» Task set:
(A) List every kind of room that Eick names in the Battlestar Galactica interview.
(B) Continue the Battlestar Galactica interview from the point where it stops.

» Source:
....................

LUKE PASQUALINO: Actually, before I even got sent the pilot, I’d always heard of Battlestar Galactica and the phenomenon it was, but never actually sat down and watched anything. So, when I found that I’d been offered the role of Adama, in this early, 20-year-old period of his life, the furthest thing from my mind was watching anything that Edward James Olmos had done because it’s two completely different ages and two completely different stages in his life. I didn’t want anything that Eddie did to influence my interpretation of the material, so I tried to steer away from watching any of his stuff, but I did watch seasons of Caprica. Mr. David Eick made that a priority. It was homework for me, and I loved it. To be part of the Battlestar franchise now, and to be welcomed on board as this young William Adama character, it’s truly an honor, and I’m very grateful for the opportunity.
How important was it for you to continue this story, and to keep telling stories in this universe?
EICK: I consider myself terribly fortunate and uniquely blessed to have been given the opportunity to jump into this world, and to re-invent and re-imagine, as the phrase became this title in this universe. It’s been my number one vocation, entering into a second decade, and it remains my very favorite thing to do, to work on, write, create, produce, be on the sets, be in cutting rooms and casting rooms and visual effects rooms, and do all things Battlestar. It’s where I’m happiest, and it’s where I think I do my best work, in all humility. It’s something that I hope I’ll have a chance to continue to do.
Are viewers going to learn anything about what happened to this character, between Caprica and now?
EICK: I certainly think we had every intention of exploring that interesting conflict, between the William Adama who’s committed himself to fighting in a war that his father, who we came to know in Caprica, might have a very strong opinion against. In the Blood & Chrome pilot, we see an off-hand reference to this idea that William’s father was a mob lawyer, and that maybe strings were pulled to create certain opportunities for Adama. Those are definitely interesting and complex relationship trends that we want to explore. We’ve gone to great lengths, with Blood & Chrome, to not be cute about too many nods and winks to characters from Battlestar and Caprica. At one point, there was a discussion about having young William Adama in the hangar deck, bump into some young school teacher who is getting a tour of the Battlestar Galactica, and she would introduce herself as Laura, but we didn’t want to be that cute. I don’t want to be that literal with it. If we’re going to do stuff like that, we’ll save that kind of thing for later. There are a number of little Easter-egging nods to the Battlestar faithful, that anyone watching the DVD’s or seeing this online will be able to recognize. But, we did ask Esai Morales, who played William Adama’s father, to reprise his role, in some capacity, in a future episode. That way, we can show some of that conflict and strain between father and son, and some of the uniquely contradictory impulses that a mob lifestyle and military lifestyle present. That’s all really rich storytelling top soil for us to pursue, if we get the chance to go forward.

....................

» Data records:
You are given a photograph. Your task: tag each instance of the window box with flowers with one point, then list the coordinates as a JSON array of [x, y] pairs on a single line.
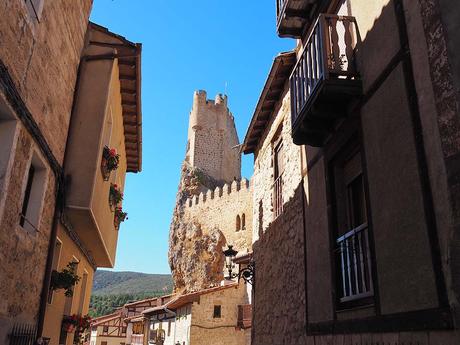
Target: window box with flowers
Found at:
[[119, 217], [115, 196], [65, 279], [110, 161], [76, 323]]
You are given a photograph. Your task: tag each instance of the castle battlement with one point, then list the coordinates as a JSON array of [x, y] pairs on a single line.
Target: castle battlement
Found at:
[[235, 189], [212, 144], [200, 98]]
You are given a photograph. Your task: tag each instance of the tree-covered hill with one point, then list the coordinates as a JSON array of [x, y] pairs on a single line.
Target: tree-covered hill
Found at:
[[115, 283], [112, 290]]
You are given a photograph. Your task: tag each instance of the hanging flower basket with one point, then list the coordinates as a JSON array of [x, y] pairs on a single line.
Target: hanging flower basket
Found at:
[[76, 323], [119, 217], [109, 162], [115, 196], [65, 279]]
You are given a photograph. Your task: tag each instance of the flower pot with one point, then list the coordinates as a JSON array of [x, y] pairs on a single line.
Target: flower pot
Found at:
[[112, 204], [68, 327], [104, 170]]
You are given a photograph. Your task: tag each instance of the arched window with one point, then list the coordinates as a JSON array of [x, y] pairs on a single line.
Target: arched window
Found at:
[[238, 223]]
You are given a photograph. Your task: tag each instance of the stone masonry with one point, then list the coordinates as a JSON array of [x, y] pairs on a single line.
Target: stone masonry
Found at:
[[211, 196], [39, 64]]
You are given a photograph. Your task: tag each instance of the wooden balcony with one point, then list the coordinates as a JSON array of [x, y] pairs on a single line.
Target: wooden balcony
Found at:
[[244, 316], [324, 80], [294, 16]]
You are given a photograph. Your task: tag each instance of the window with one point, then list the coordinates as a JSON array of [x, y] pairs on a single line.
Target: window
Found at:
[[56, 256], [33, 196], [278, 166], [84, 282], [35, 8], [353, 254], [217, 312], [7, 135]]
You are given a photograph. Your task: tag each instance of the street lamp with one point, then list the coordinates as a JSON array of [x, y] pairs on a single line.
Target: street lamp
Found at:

....................

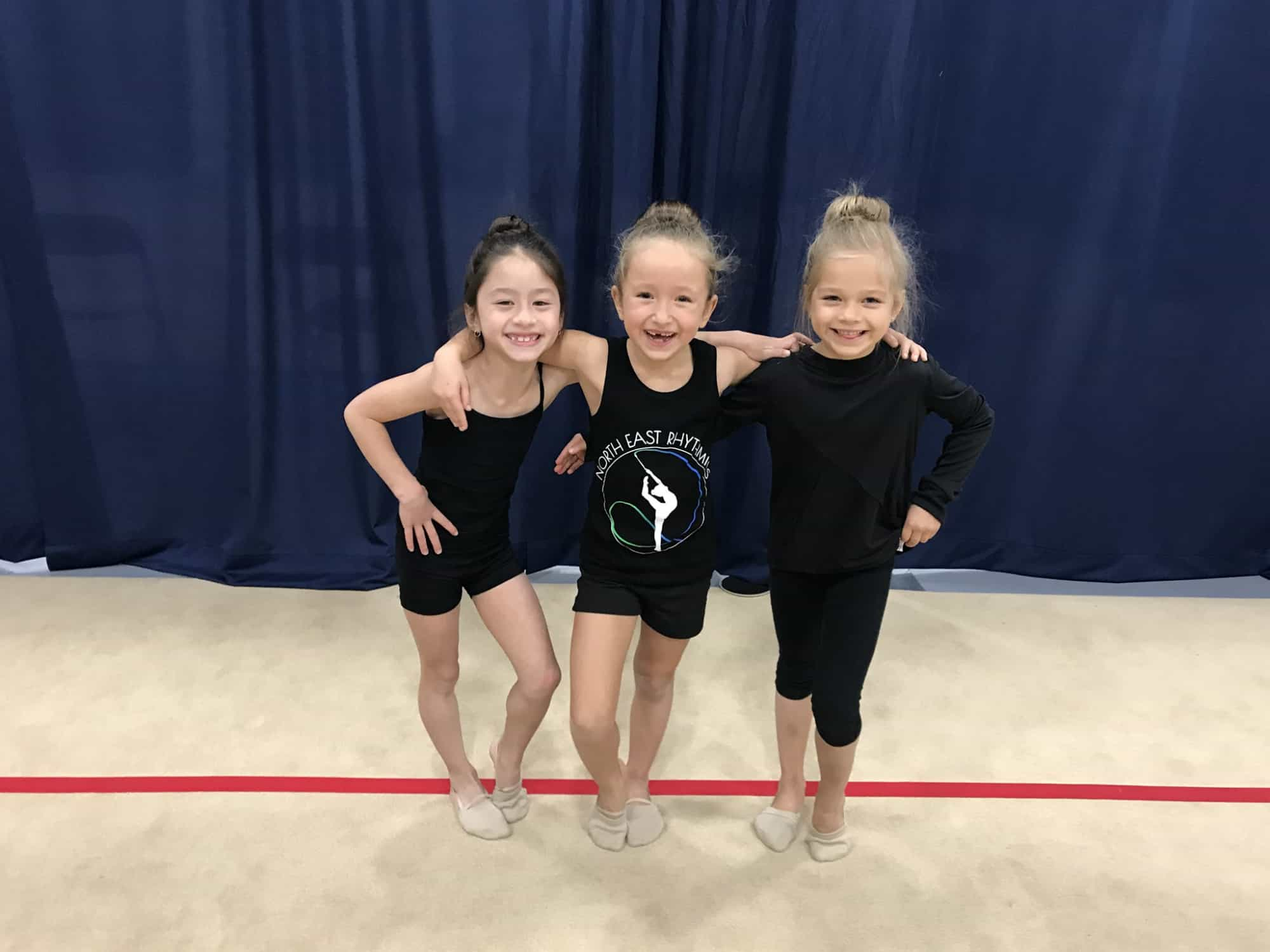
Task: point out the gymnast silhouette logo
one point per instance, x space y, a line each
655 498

....................

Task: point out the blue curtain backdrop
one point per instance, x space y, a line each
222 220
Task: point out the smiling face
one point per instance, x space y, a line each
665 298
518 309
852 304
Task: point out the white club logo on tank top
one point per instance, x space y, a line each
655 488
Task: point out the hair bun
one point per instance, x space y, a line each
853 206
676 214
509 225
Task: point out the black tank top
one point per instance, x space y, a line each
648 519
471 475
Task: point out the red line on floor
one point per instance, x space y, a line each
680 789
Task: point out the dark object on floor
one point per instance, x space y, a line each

....................

» Results of the exercise:
(A) Cutting rooms, casting rooms and visual effects rooms.

(B)
PASQUALINO: I think me and David both have different views on this, but it does have quite a lot to do with the Cylons and the birth of the Cylons. You actually find things out about the Cylons, in these earlier stages. In Caprica, we saw the complete birth of the Cylons. I don’t think Battlestar would really be Battlestar without the Cylon element in there. To see them from a young Adama’s point of view is something completely different. There are so many different stories that come together to make a big family. There’s the Battlestar story, there’s the Adama story, there’s the Coker storyline, and there’s the Adama and Coker element to it. To see the progression of the Cylons, in that story, throughout Blood & Chrome, is quite magical, really.
EICK: For sure. Very well put. The only thing that I would add is that I think what the viewers of the 10 segments of this Blood & Chrome story will discover is that, as the Cylons embark on their decision to mimic and surpass human beings, which is a storyline that those who watched Battlestar Galactica know all too well, they didn’t do it overnight. It’s not like they were machines with gears and rivets one day, and then had soft skin the next day. They took time to attempt to approximate an evolution. Human beings went through the fish stage, amphibious stage, a bird stage and a reptile stage, before finally becoming mammals. Throughout this story, we will see examples of those approximations of evolution, and how the Cylons were attempting to push through their evolutionary process in becoming more human-like. Those results can be terrifying and unexpected.
Will viewers get a chance to see them team up with the final five Cylons, and could you bring back any those actors?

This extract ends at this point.